§ **練習題目 1**
請列出記錄中所有含有字串「dark」的行,每行都要完整抄錄。

§ **原文節錄**
___
掌機 - Anbernic RetroGame - Write DMA Framebuffer



多數掌機使用的LCD輸出模組都會搭配DMA使用,藉此減輕CPU負擔,而加速顯示的最快方式則是軟體程式直接操作DMA暫存器,最典型的例子就是Notaz於Wiz掌機實作的PCSX ReARMed模擬器,Notaz將Wiz的硬體DMA暫存器映射成一塊顯示Buffer,然後SDL最後輸出畫面時,直接更新到該Buffer,接著Toggle DMA旗標輸出,成功讓PS模擬器加速運行

RS97掌機由於具備較低的CPU速度,因此,司徒目前想到最快速的方式也就是Notaz這招,藉此提升PS模擬器的效能,但是,如何在RS97實作出DMA操作,則需要一個小程式測試,證明可以直接操作DMA暫存器並且可以輸出LCD畫面,但是比較大的問題在於DMA暫存器,因為目前Kernel還是只能使用官方的版本,因此,無法直接從Kernel配置DMA Buffer並設定給DMA暫存器,相反的,司徒則是直接讀取DMA指標並重新映射Buffer給軟體程式使用,而在畫面更新時,則不能呼叫SDL_Flip(),測試程式碼如下:

#include <stdio.h>
#include <stdlib.h>
#include <string.h>
#include <fcntl.h>
#include <sys/mman.h>
#include <unistd.h>
#include <SDL.h>
#include <SDL_image.h>
#include <SDL_ttf.h>

#define DMA_BASE  0x13420000
#define DSA0      (0x00 >> 2)
#define DTA0      (0x04 >> 2)
#define DTC0      (0x08 >> 2)
#define DRT0      (0x0C >> 2)
#define DCS0      (0x10 >> 2)
#define DCM0      (0x14 >> 2)
#define DDA0      (0x18 >> 2)
#define DSD0      (0x1C >> 2)
#define DSA1      (0x20 >> 2)
#define DTA1      (0x24 >> 2)
#define DTC1      (0x28 >> 2)
#define DRT1      (0x2C >> 2)
#define DCS1      (0x30 >> 2)
#define DCM1      (0x34 >> 2)
#define DDA1      (0x38 >> 2)
#define DSD1      (0x3C >> 2)

#define LCD_BASE  0x13050000
#define LCDDA0    (0x40 >> 2)
___
§ **練習題目 2**
根據這篇 DMA Framebuffer 文章,說明為何無法從 Kernel 配置 DMA Buffer 並設定給 DMA 暫存器,以及司徒改用什麼做法。回答限一到三句。

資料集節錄
___
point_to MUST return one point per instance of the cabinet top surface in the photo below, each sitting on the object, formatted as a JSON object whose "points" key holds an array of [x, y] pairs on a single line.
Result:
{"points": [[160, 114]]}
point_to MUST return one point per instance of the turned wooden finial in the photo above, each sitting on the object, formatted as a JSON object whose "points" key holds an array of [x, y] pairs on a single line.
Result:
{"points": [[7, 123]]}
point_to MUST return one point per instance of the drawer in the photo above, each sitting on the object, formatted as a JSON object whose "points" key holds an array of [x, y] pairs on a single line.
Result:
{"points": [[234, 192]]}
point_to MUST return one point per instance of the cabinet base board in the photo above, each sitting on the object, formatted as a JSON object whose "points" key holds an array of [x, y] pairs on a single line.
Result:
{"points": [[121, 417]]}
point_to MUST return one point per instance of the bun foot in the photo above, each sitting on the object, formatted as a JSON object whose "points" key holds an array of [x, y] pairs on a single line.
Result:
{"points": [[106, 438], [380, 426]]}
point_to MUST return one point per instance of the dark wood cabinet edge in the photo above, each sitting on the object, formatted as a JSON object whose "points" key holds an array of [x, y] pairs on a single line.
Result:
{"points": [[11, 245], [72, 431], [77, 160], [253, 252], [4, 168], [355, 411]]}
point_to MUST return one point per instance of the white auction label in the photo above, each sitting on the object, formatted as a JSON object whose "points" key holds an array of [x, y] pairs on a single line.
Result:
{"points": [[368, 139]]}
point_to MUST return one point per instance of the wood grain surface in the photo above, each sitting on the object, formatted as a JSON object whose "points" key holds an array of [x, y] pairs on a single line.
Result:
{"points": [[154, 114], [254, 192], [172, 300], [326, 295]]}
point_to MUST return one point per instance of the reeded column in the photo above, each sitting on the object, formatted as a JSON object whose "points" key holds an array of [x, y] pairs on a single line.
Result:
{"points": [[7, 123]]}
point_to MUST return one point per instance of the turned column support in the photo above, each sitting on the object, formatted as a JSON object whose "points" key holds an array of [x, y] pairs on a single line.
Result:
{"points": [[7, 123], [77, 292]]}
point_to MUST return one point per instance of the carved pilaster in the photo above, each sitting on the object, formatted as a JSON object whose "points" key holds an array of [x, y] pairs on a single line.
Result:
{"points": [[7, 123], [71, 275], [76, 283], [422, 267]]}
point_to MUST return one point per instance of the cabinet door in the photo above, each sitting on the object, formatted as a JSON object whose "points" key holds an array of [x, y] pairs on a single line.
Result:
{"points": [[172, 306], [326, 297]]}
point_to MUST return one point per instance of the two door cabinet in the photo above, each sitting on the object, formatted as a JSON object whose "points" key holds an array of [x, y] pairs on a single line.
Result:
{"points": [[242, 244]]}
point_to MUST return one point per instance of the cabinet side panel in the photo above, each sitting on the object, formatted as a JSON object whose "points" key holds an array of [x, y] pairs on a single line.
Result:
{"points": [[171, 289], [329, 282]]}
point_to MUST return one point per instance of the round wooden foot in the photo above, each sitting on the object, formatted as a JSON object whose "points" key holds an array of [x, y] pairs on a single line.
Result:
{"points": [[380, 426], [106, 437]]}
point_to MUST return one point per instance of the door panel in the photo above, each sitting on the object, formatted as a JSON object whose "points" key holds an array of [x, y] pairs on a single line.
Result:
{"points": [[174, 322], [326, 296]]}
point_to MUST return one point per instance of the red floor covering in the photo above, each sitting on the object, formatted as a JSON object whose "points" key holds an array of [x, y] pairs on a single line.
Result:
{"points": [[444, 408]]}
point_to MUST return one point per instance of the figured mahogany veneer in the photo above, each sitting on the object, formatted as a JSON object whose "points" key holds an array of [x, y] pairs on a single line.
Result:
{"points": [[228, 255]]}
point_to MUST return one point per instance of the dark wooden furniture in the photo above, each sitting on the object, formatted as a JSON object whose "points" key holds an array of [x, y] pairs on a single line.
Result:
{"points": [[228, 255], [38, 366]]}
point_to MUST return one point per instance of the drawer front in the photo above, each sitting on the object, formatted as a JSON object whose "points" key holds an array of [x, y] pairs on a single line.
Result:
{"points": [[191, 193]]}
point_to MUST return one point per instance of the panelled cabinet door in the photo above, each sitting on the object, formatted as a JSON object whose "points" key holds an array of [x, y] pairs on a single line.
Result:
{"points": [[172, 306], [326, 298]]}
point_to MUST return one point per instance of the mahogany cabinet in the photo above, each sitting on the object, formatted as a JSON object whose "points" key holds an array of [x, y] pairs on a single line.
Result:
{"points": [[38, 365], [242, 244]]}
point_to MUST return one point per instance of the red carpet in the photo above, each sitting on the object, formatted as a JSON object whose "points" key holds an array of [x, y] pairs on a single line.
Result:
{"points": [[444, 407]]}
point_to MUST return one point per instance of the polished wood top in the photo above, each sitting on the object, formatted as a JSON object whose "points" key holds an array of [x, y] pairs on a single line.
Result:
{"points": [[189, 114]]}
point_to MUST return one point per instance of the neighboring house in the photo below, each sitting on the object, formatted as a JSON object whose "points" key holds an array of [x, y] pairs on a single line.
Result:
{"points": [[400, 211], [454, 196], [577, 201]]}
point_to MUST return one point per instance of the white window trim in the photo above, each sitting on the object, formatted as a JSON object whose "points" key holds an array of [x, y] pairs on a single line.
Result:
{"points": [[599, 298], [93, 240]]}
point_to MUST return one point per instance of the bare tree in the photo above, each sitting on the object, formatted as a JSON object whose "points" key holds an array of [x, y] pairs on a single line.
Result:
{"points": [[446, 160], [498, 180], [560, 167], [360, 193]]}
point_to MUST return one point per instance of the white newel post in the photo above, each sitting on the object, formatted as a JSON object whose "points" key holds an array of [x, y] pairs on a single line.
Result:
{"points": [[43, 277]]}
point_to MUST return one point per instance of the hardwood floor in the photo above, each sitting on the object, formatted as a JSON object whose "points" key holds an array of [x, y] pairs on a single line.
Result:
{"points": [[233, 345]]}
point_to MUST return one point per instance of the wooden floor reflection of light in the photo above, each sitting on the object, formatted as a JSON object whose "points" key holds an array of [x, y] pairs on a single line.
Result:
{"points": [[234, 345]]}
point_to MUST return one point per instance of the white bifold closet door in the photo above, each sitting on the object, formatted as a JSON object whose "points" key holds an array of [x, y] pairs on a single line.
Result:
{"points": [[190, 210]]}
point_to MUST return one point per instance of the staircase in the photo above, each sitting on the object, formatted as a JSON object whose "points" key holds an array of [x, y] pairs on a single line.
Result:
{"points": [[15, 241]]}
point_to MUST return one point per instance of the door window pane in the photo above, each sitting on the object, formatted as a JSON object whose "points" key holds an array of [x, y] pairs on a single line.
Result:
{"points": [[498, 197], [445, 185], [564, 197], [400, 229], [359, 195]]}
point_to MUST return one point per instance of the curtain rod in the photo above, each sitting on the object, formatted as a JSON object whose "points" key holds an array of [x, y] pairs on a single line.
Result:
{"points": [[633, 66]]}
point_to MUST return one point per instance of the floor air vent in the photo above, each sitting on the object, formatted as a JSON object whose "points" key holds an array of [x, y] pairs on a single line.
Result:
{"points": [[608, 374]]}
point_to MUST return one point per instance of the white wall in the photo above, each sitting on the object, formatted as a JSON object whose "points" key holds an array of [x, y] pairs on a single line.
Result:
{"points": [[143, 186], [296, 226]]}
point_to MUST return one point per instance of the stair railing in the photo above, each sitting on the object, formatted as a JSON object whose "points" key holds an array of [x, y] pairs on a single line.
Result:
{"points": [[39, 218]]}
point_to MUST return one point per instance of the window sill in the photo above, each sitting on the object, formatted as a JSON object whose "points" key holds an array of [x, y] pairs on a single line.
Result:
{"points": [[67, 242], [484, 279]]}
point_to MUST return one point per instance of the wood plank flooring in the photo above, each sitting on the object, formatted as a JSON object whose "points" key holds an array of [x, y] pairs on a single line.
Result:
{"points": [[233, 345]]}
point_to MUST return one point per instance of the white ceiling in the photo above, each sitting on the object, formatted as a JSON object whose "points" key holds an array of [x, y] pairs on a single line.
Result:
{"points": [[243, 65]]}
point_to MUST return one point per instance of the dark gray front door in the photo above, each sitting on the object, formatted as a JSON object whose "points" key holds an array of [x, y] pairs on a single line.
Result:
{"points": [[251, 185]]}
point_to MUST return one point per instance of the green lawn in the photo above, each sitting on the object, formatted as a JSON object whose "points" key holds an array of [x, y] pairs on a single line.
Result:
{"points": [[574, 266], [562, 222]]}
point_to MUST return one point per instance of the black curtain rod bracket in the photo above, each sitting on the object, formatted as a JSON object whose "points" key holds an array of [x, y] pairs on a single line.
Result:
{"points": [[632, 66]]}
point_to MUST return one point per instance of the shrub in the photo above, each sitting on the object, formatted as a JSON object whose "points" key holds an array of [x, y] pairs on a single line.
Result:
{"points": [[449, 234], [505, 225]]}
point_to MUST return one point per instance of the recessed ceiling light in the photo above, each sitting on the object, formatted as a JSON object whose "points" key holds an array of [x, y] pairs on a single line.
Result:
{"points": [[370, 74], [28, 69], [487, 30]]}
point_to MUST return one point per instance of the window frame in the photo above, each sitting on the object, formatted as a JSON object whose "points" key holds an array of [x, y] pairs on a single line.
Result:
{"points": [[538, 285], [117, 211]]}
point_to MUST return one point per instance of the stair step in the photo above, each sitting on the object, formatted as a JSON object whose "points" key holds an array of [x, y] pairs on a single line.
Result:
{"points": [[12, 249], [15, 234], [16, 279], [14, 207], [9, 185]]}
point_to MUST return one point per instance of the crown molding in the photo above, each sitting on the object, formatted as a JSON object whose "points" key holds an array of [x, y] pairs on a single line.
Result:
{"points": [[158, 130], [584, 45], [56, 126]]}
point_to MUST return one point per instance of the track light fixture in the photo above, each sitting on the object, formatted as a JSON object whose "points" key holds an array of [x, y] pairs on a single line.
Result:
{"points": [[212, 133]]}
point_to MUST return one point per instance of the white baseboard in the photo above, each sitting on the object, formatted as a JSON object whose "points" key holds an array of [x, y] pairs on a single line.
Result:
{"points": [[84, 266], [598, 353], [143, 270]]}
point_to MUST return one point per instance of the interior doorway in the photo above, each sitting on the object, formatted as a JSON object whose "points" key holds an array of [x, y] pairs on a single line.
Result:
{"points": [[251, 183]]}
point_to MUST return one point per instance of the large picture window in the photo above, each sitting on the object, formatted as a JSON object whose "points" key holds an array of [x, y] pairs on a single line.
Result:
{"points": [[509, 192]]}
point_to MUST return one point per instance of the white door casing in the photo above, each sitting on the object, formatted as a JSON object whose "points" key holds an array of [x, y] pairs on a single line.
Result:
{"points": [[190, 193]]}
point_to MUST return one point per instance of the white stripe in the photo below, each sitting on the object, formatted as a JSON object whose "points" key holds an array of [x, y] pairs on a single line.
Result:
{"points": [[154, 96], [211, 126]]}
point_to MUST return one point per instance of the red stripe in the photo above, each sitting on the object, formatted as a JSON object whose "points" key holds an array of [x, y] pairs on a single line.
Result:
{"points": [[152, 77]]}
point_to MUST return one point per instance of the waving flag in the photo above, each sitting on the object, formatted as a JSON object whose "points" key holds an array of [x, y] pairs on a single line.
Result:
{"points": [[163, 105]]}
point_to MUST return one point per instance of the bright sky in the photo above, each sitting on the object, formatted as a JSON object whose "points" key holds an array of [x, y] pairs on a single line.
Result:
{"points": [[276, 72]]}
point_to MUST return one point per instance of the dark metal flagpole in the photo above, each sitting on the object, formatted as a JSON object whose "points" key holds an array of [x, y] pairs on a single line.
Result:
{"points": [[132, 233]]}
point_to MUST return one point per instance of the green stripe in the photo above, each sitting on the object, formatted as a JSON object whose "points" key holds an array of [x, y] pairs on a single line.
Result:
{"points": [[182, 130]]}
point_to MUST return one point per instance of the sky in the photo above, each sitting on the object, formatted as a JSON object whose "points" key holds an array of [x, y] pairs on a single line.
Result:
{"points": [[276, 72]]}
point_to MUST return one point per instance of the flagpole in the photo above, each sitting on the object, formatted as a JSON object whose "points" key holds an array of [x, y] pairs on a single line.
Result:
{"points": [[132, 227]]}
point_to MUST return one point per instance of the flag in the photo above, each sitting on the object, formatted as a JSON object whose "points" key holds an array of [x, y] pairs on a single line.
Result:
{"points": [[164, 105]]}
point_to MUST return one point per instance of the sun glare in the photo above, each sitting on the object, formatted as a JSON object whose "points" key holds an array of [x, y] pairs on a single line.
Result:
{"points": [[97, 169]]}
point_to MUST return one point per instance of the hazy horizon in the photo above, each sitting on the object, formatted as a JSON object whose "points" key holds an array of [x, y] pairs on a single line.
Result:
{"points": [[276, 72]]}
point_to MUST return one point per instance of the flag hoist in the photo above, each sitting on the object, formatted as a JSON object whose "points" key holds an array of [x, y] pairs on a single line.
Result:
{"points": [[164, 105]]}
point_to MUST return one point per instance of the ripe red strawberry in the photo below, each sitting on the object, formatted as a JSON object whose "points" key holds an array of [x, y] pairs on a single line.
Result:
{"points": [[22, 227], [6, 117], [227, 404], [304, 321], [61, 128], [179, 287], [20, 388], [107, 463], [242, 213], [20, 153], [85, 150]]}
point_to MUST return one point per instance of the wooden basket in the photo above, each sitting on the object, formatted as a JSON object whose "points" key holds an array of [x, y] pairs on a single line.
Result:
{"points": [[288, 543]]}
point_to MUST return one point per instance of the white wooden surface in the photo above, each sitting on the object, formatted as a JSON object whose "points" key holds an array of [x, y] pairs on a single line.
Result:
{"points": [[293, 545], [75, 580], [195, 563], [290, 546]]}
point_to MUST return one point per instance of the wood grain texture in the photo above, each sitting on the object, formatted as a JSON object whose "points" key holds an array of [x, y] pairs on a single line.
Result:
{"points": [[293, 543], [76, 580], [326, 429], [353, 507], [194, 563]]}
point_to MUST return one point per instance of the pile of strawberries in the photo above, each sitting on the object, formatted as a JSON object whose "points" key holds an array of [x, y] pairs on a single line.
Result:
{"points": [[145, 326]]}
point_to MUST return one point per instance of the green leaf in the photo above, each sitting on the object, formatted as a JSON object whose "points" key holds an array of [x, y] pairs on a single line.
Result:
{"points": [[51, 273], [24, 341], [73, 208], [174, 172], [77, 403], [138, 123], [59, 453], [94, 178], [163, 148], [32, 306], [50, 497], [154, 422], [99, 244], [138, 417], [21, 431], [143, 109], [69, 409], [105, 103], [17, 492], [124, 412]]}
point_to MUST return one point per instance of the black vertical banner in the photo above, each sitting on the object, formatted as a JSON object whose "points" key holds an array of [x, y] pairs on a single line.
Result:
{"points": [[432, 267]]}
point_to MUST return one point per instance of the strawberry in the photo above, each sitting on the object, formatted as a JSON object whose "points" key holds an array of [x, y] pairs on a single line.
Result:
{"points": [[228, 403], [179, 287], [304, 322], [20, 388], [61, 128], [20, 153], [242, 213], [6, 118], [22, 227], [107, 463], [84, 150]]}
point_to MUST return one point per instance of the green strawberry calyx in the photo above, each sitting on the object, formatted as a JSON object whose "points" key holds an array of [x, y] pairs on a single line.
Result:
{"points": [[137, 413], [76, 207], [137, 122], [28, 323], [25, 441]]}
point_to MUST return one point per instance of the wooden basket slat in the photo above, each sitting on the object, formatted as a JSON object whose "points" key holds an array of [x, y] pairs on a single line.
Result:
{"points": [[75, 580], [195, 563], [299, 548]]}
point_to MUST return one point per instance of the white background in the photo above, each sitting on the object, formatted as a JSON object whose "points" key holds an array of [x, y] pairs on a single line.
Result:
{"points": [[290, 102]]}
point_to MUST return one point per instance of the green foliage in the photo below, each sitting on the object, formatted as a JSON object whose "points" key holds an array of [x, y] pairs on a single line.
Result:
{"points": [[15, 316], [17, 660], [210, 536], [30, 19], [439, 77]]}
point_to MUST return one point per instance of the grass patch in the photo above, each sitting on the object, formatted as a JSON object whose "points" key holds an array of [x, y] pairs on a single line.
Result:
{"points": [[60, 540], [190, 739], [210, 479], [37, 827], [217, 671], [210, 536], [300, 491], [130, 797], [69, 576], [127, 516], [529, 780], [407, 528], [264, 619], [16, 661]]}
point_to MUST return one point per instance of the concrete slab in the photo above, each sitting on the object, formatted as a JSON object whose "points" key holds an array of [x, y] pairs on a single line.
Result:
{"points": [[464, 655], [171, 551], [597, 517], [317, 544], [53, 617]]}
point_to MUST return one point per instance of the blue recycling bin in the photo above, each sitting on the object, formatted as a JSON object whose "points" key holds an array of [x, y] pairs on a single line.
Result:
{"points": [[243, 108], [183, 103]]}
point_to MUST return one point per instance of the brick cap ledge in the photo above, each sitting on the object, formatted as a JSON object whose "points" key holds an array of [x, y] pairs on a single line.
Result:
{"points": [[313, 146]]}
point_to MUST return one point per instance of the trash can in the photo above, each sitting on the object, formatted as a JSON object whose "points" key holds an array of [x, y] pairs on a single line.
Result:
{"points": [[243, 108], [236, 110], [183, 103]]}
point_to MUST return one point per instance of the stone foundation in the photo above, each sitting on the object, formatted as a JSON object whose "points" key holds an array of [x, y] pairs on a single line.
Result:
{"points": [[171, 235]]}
___
§ **參考解答 1**
point_to MUST return one point per instance of the dark wood cabinet edge in the photo above, each sitting on the object, formatted as a JSON object whose "points" key holds an array of [x, y] pairs on a single line.
point_to MUST return one point per instance of the dark wooden furniture in the photo above, each sitting on the object, formatted as a JSON object whose "points" key holds an array of [x, y] pairs on a single line.
point_to MUST return one point per instance of the dark gray front door in the photo above, each sitting on the object, formatted as a JSON object whose "points" key holds an array of [x, y] pairs on a single line.
point_to MUST return one point per instance of the dark metal flagpole in the photo above, each sitting on the object, formatted as a JSON object whose "points" key holds an array of [x, y] pairs on a single line.

§ **參考解答 2**
原因是目前 Kernel 還只能使用官方版本,所以無法從 Kernel 配置 DMA Buffer 再設定給 DMA 暫存器。司徒改為直接讀取 DMA 指標,把 Buffer 重新映射給軟體程式使用。畫面更新時也不呼叫 SDL_Flip()。